**Document passage:**
Segment Open
I would be skeptical with such conspiracy theories. Most callers do not know which company the other party is subscribing to. All they know is their own provider is not connecting calls properly. They will call up their hotline, curse and waste bandwidth. Which means the private provider is shooting themselves on their foot, something unlikely. It is more likely there are some other issues. In any case the retaliation capacity of BSNL, being the incumbent provider is much higher as many calls start or end up in their fixed line networks.
BSNL is changing, slowly. Instead of treating the customers as unnecessary nuisance that distracts from their discussing cricket scores, progress of socialism, DA calculations, etc., they now treat them as necessary evil to be dealt with as a consequence of their bad karma of previous birth. If you read their union websites, you will see how they still think by some miracle they can reverse all the progress in telecom sector and go back to the good old days, mostly by using national security as bogey.
I doubt if private providers need to pay anyone to keep BSNL incompetent. I think they do a pretty good job without having to pay for it.
Re: Indian Telecom Folder
Posted: 05 Nov 2008 15:30
by Suppiah
BSNL has been surviving using two revenue sources - one is revenue from fixed line networks that are pathetically low if you consider investments required to replace them afresh. This is why Airtel et al have gone terribly slow on their fixed line plans, focusing on big cities that too central areas. BSNL has no such worries because it was given to them free by taxpayers for decades. As anyone that has applied for new landline in suburbs of most Indian cities can testify, unless there are lines already there (most places have spare lines because of surrenders), BSNL will either flatly refuse connections, force customer to take WLL connections or take months to lay cable, even if nearest point is just few dozen meters away. This is not an issue in old suburbs or big cities with established streets/layouts. But fast expanding Tier II/III cities face this issue. That brings us to the next one - the dole that ensures sit and f.rt rights of BSNL parasites.
The dole paid out by private providers in the name of 'rural connectivity'. Mind you this is for landlines, not for cellular which everyone invests in. Wonder how it is actually being used. This open ended akshaya patra (which kept tariffs high in India for years) has been cut down over years and this reflects in the concerns expressed by BSNL parasites in their websites. They keep demanding some ridiculous sum (Rs.40k crore or was it Rs.70000 crore) as 'compensation' for laying cables since independence, because every hour of honest work done is hurting them bad as they are not used to it.
Segment Closed
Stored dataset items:
Segment Open
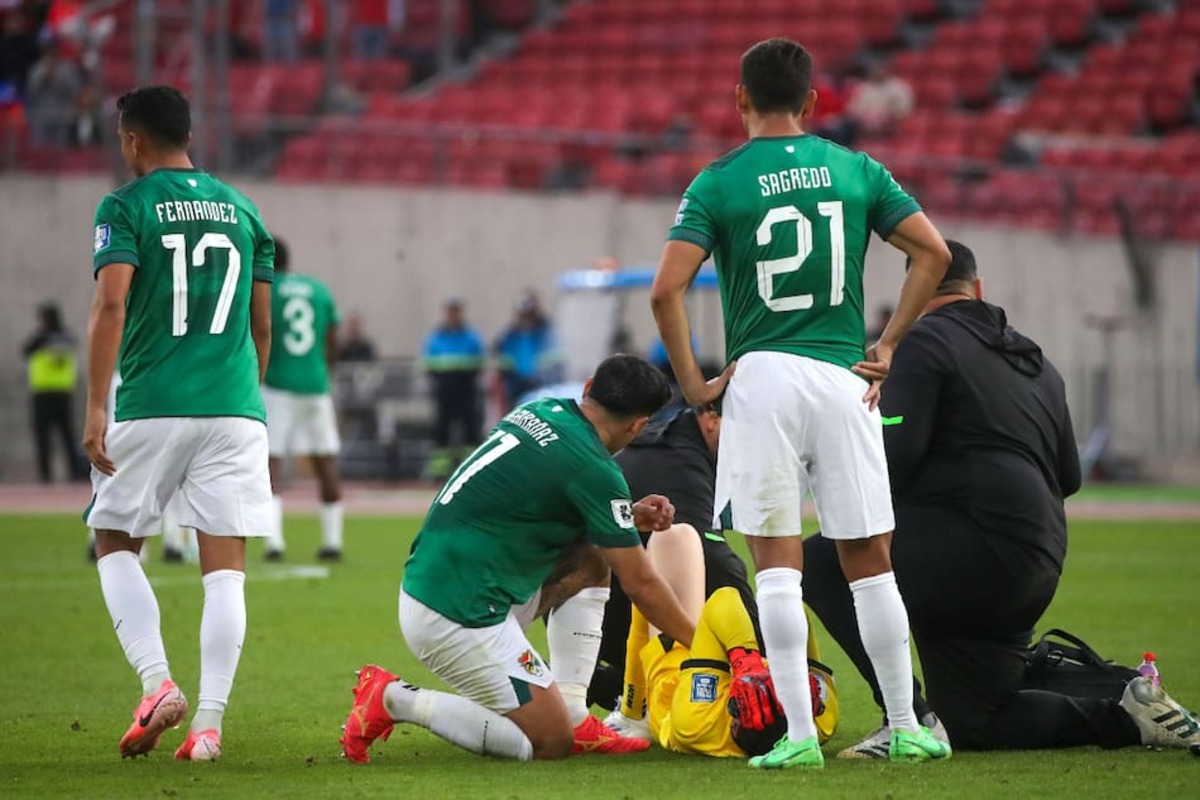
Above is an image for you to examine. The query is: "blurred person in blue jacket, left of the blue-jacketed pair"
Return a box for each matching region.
[421,297,484,481]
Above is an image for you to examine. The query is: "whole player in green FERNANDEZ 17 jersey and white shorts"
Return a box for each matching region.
[83,86,275,760]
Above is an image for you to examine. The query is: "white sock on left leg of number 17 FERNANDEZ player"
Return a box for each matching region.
[96,551,170,694]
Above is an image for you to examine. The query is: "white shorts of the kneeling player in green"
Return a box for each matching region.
[400,589,554,714]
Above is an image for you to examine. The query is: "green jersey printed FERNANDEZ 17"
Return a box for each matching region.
[92,169,275,422]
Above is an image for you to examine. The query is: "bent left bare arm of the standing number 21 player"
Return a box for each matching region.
[650,241,734,405]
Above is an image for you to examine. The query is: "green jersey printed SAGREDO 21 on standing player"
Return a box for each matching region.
[668,134,920,367]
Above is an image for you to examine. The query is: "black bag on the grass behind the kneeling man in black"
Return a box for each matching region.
[1021,627,1138,699]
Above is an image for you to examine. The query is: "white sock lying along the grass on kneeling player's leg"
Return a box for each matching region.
[383,680,533,762]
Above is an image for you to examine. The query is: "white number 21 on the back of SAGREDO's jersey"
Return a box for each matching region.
[755,200,846,311]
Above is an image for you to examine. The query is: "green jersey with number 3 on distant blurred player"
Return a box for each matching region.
[263,272,341,395]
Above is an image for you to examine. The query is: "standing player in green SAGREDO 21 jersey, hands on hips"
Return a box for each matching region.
[652,38,950,769]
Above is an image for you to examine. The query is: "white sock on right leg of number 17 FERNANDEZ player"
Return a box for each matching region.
[192,570,246,733]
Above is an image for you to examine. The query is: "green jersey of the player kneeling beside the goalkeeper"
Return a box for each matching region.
[403,399,642,627]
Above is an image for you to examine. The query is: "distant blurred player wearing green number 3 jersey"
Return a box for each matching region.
[263,239,342,561]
Segment Closed
**Work task 1:**
Answer these questions from the telecom forum excerpt.
(a) Why does the excerpt say BSNL's retaliation capacity is much higher?
(b) What three things can BSNL do when there are no lines already in place for a new landline?
(c) Is the 'rural connectivity' dole meant for landlines or for cellular?
**Work task 2:** Output the part of the telecom forum excerpt starting with "BSNL is changing, slowly." and going on through "security as bogey.".
Rely only on the telecom forum excerpt.

**Expected answer 1:**
(a) As the incumbent provider, BSNL has many calls that start or end up in its fixed line networks.
(b) It will flatly refuse connections, force the customer to take WLL connections, or take months to lay cable.
(c) It is for landlines, not for cellular.

**Expected answer 2:**
BSNL is changing, slowly. Instead of treating the customers as unnecessary nuisance that distracts from their discussing cricket scores, progress of socialism, DA calculations, etc., they now treat them as necessary evil to be dealt with as a consequence of their bad karma of previous birth. If you read their union websites, you will see how they still think by some miracle they can reverse all the progress in telecom sector and go back to the good old days, mostly by using national security as bogey.